* What is asked:
1: In the passage on early films, in what year did Thomas Edison and company make a Frankenstein movie?
2: Please return the part of the passage on early films from "7. The First" up to and including "to be precise.", copied word for word.

--- start of Passage provided ---

7. The First Zombie Movie
“The first zombie movie?! But I already know about Shaun of the Dead! What do you think you have to teach ME about it?” Yeah, turns out you need to go a bit further back than that for the first zombie movie. Farther even than Night of the Living Dead in 1969.
Like 1919, to be precise.
In 1917, with World War One still raging, French director Abel Gance was making an anti-war film called J‘Accuse. He had contacted the French military for soldiers and permission to film the front. He got both, possibly the only time a director has gone that far for a zombie movie.
In the movie, two men in a love triangle with a woman go to the front. One dies, the other comes home shell-shocked. He talks of visions of the dead soldiers of the world getting off the ground or digging their way out of graves to march to their homes and dare the people back home to show they appreciate the sacrifice or tell them it was worth it. This vision comes literally true when dead soldiers begin marching into his village. The director later learned that the majority of these soldiers were killed or wounded in the Battle of Verdun less than two weeks after shooting. While it’s true that no one breaks out the shotguns or chainsaws, it’s still a shocking enough movie of this era to be worth a look.
6. The First Cartoon
Have you ever wondered why the early cartoons were so trippy? Why pretty much anything on screen from a chair to a bubble would be alive, or why everyone was basically made of rubber? Turns out that seems to be largely just rip offs of the first animated movie ever: 1908’s Fantasmagorie by Emile Cohl. Part of a now defunct, long forgotten art trend called the “Incoherent Movement,” (which included such highlights as someone doing the Mona Lisa with a pipe, if you want to know why it died off) the film features clown who literally rushes through just about every cartoon slapstick gag in less than minute. Stuff turns into random other stuff connected only by a shape, the clown tears a hole in space/time, etc…
5. The First Vampire Movie
Nosferatu, F. W. Murnau’s 1922 film, is often pointed at by fans as a welcome antidote to these Twilight/True Blood trends. Considering that it’s hard to deny that vampire star Count Orlock of this movie was a lot scarier than Dracula would be, you might wonder why Nosferatu didn’t become the model for future vampires. The answer is that it turns out it was ruled a completely criminal rip off of Bram Stoker’s original Dracula novel after a lawsuit against the filmmakers by his widow. Weirdly, instead of demanding all the box office money from the film, the Widow Stoker demanded that all copies of the movie be burned. And while many of them were, the movie wasn’t staked, and so some copies of it survived.
4. The First Frankenstein Movie
Some of you may be familiar with the version of Frankenstein that starred Boris Karloff where his scariest features are he is tall, has a square forehead, neck bolts, and he mumbles. In fact, Thomas Edison and company made a Frankenstein movie in 1910, and it’s much weirder. For starters, in this version, the monster starts out as a skeleton in a vat, and through reversing film, it looks like it catches fire and then grows a body around itself. Rather than going on a rampage, this version of the monster is just abandoned by Doctor Victor Frankenstein because he’s ugly. On what is to be Dr. Frankenstein’s wedding night, the monster shows up, but looks at itself in the mirror, and sort of fades from existence in embarrassment.

--- end of Passage provided ---
--- start of Extracted entries ---

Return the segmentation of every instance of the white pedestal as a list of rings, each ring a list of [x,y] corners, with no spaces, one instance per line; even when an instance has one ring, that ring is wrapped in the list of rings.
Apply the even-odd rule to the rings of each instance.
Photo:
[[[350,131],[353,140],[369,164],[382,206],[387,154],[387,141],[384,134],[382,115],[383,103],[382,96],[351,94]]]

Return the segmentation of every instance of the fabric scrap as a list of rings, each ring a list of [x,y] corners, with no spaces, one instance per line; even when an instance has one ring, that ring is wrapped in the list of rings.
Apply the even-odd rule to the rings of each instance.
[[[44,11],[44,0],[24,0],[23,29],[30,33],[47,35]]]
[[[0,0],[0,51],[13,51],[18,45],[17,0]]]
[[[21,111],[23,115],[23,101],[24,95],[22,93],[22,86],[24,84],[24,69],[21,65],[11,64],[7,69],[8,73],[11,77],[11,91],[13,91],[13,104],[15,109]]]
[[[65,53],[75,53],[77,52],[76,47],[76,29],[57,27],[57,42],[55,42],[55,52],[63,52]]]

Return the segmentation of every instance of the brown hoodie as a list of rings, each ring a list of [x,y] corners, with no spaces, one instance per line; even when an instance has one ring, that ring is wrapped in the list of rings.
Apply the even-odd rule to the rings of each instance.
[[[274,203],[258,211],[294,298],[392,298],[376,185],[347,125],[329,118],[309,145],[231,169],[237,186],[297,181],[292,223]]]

--- end of Extracted entries ---
--- start of Extracted entries ---

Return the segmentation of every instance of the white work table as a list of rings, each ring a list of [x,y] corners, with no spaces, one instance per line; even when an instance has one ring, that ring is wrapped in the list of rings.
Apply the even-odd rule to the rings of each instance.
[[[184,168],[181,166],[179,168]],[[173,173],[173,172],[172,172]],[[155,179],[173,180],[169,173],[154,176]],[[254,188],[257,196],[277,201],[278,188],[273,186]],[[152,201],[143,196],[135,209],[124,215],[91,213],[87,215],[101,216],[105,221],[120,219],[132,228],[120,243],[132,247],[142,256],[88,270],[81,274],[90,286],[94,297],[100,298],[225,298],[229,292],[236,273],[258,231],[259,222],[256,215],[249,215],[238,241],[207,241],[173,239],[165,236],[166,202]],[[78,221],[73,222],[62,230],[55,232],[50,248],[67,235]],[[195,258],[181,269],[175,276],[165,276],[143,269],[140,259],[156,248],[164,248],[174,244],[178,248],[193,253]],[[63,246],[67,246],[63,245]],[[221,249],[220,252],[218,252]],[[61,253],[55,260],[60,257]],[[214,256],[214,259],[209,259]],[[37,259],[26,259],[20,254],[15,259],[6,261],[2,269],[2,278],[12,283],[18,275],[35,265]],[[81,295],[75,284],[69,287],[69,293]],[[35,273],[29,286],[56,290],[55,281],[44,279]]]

--- end of Extracted entries ---

* Exercise solutions:
1: 1910

2:
7. The First Zombie Movie
“The first zombie movie?! But I already know about Shaun of the Dead! What do you think you have to teach ME about it?” Yeah, turns out you need to go a bit further back than that for the first zombie movie. Farther even than Night of the Living Dead in 1969.
Like 1919, to be precise.